_Your assignment_
Your output should be the lines of the entries below, exactly, from the first one through the line that holds "the person standing".

Segment Start: Listed entries

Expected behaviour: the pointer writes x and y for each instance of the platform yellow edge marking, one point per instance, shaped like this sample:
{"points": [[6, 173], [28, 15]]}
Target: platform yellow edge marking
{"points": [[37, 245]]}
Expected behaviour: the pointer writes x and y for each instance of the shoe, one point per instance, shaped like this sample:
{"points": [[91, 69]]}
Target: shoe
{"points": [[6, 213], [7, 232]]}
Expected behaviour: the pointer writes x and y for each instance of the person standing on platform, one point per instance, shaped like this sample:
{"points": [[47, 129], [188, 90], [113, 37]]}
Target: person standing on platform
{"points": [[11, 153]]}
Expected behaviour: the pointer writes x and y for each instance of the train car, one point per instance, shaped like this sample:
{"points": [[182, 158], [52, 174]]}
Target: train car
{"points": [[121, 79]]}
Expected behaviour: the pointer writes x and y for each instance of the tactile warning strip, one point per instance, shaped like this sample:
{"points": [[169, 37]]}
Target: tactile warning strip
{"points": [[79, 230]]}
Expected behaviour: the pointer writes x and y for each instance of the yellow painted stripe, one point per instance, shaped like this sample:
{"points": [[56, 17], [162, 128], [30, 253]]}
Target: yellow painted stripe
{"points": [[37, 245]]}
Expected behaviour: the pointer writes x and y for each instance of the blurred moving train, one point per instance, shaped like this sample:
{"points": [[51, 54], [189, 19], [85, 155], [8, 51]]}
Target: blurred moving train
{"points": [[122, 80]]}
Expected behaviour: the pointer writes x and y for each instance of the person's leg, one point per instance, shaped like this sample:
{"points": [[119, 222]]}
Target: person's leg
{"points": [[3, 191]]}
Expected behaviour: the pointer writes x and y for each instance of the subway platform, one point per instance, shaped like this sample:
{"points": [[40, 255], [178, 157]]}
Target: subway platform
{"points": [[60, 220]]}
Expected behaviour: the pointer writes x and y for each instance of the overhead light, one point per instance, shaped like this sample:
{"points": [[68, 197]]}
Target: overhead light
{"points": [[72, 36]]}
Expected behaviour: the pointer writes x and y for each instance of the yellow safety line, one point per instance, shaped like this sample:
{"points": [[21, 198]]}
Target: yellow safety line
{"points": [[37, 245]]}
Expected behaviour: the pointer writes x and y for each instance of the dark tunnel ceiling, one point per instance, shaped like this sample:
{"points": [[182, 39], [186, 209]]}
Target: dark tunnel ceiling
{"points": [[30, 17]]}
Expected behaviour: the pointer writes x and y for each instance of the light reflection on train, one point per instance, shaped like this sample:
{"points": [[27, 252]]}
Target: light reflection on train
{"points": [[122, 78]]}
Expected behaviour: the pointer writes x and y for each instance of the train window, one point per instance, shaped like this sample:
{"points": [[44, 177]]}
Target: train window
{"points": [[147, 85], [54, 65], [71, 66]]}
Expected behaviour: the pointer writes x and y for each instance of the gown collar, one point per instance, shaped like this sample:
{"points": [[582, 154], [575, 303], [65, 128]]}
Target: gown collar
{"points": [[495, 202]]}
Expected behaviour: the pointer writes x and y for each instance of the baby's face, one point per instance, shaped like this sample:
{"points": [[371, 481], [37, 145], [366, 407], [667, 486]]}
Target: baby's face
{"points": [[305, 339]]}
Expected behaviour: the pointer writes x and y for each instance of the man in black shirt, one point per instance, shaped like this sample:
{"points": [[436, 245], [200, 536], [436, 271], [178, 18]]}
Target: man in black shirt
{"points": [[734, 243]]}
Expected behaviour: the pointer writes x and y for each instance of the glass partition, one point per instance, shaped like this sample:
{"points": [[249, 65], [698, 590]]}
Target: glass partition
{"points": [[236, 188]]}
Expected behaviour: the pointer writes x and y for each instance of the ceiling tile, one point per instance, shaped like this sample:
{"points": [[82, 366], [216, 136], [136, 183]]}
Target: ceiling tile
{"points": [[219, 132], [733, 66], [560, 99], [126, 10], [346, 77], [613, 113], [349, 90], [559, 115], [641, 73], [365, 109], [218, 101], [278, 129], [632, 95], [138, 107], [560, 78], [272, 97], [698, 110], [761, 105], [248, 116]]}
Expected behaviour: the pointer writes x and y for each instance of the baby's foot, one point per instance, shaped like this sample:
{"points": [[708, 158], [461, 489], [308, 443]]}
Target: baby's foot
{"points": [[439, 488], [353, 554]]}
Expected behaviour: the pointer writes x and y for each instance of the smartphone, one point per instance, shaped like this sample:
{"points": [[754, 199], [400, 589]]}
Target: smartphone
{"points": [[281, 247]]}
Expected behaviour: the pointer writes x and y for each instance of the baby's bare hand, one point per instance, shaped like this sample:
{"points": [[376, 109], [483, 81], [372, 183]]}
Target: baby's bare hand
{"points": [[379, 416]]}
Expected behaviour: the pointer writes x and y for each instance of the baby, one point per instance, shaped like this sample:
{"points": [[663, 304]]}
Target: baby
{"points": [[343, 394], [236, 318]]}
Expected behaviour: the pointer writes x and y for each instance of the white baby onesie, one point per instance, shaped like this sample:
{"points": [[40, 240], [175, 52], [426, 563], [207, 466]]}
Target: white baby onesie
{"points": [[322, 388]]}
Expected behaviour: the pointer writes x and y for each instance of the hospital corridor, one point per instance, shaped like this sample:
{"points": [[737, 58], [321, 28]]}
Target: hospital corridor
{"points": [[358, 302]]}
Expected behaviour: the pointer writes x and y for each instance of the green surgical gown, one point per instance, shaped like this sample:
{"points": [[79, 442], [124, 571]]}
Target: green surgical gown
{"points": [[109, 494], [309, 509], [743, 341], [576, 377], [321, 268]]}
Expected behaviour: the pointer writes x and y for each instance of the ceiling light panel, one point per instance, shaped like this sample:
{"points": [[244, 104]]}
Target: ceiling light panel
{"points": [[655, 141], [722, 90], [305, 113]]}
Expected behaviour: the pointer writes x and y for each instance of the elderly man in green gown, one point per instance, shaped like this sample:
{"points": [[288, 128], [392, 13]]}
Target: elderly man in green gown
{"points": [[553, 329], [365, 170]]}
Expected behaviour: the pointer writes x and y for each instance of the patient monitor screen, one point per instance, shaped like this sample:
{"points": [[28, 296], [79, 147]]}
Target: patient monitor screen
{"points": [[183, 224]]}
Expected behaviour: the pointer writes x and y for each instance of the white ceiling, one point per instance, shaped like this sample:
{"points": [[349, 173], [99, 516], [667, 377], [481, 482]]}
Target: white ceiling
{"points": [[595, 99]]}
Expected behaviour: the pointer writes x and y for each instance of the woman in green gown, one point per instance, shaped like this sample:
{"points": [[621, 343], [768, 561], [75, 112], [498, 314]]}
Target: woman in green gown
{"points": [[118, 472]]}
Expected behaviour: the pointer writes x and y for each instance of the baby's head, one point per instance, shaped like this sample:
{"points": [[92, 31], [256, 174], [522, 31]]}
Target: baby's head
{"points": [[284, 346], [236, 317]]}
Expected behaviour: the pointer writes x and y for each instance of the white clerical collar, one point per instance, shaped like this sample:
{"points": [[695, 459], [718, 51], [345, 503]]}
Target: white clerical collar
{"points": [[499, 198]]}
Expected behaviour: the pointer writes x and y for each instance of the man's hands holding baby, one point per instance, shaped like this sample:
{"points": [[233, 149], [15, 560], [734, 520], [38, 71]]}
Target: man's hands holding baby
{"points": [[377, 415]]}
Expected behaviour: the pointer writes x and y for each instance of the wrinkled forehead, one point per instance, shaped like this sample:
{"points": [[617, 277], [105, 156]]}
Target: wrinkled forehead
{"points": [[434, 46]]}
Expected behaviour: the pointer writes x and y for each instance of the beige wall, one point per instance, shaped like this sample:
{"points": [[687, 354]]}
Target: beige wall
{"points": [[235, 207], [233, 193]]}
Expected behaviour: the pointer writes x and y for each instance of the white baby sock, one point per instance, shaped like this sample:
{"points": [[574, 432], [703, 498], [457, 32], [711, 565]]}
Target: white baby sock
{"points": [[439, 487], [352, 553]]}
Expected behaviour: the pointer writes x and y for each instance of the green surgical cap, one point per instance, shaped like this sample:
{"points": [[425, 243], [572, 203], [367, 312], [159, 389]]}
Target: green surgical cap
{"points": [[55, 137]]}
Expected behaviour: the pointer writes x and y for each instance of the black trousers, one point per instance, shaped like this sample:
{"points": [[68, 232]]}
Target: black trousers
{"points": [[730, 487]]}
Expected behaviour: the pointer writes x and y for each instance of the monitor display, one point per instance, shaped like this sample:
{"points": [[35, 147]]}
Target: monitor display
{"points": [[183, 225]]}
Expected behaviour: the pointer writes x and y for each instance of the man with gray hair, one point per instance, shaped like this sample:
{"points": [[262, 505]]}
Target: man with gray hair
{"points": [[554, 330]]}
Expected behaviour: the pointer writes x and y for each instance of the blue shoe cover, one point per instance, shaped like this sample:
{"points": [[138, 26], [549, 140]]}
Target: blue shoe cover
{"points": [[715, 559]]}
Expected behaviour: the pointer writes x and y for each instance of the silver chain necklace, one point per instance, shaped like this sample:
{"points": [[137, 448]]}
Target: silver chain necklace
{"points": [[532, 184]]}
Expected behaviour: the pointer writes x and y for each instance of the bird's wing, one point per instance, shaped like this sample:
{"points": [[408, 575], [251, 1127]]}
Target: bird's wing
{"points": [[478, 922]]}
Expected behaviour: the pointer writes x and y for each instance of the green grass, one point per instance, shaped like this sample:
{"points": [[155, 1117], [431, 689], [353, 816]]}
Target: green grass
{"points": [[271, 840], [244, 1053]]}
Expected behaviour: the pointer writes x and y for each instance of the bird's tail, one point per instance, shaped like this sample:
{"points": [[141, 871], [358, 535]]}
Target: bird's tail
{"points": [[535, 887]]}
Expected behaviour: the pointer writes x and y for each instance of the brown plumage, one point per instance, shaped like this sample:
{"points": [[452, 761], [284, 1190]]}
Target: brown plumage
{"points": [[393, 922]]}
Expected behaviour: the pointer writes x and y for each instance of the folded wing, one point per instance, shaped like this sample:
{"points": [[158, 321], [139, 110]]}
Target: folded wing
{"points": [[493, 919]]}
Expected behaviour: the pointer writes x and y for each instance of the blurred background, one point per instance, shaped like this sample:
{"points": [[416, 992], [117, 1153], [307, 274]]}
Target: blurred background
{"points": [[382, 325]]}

Segment End: Listed entries

_Task answer_
Expected behaviour: the pointer writes x and y for each instance of the platform yellow edge marking, one point per instance, shaped like this sample:
{"points": [[6, 173], [28, 15]]}
Target: platform yellow edge marking
{"points": [[37, 245]]}
Expected behaviour: the pointer writes x and y for each instance of the shoe, one point per instance, shaped like this sample:
{"points": [[91, 69]]}
Target: shoe
{"points": [[6, 213], [7, 232]]}
Expected behaviour: the pointer writes x and y for each instance of the person standing on platform, one point per instance, shaped like this sample:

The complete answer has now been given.